**Exercise directions:** Starting with the line that contains "In this exercise you will mark each instance of the blurred" and ending with the last line of the material, write out each line again in full, raising every point coordinate by 148.

**Input for this task:**
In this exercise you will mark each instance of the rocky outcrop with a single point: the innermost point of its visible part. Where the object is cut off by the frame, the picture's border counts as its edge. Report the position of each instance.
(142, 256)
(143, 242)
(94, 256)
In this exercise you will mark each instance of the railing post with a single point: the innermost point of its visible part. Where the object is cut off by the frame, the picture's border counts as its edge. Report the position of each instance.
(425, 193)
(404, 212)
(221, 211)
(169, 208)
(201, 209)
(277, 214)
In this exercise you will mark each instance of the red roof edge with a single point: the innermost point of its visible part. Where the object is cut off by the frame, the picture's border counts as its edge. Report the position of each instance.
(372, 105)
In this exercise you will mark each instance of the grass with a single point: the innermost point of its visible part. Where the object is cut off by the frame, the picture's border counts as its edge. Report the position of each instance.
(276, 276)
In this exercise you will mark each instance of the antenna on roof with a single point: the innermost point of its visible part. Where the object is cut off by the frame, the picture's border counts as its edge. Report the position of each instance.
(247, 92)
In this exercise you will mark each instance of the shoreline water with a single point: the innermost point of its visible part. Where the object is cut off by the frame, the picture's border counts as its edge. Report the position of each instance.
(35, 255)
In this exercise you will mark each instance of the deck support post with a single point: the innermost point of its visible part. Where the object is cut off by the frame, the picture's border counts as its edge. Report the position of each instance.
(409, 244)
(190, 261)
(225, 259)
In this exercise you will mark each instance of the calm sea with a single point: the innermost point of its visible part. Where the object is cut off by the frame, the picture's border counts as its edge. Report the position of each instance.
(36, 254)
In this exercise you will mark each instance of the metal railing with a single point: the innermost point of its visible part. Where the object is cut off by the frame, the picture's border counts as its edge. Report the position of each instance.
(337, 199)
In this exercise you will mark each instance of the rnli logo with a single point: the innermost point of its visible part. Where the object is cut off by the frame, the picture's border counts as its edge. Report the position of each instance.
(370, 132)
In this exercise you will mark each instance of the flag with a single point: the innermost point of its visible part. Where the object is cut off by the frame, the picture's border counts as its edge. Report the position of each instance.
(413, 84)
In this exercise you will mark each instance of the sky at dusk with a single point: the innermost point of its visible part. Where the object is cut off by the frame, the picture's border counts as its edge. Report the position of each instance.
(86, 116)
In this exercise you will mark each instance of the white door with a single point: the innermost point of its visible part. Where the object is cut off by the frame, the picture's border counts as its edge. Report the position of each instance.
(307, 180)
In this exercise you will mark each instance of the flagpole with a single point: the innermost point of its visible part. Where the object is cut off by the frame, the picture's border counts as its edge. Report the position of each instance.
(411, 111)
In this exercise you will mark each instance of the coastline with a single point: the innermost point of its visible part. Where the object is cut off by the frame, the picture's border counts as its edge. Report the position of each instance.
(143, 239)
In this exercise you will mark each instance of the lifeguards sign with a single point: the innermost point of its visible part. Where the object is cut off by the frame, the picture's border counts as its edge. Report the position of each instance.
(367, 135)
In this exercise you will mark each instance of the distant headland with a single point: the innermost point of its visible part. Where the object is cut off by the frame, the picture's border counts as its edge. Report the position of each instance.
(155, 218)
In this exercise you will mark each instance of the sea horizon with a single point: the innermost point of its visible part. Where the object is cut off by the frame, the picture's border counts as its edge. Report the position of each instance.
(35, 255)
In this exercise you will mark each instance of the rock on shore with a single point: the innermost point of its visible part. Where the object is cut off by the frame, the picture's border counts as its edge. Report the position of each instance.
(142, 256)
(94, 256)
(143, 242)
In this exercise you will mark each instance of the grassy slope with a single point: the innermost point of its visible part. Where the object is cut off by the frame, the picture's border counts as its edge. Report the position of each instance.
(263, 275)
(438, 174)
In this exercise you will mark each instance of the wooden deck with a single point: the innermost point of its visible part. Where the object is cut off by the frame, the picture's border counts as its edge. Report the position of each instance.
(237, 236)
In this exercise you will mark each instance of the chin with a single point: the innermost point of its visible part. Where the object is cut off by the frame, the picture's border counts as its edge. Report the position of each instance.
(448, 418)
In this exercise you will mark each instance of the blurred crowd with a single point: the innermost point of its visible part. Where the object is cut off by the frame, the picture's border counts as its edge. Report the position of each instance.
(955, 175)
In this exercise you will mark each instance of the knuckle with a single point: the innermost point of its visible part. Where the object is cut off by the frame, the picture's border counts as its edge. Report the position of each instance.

**Exercise output:**
In this exercise you will mark each instance of the blurred crowd with a single point: the innermost point of its visible part. Where the object is cut off by the frame, the picture's border counts as its edge. Report the position of each instance.
(1103, 323)
In this exercise you will mark each instance of the knuckle with a single point: the innermost point of its visible part. Where the object is cut off by the frame, the picture's border counts as its edge. Report the position of each instance.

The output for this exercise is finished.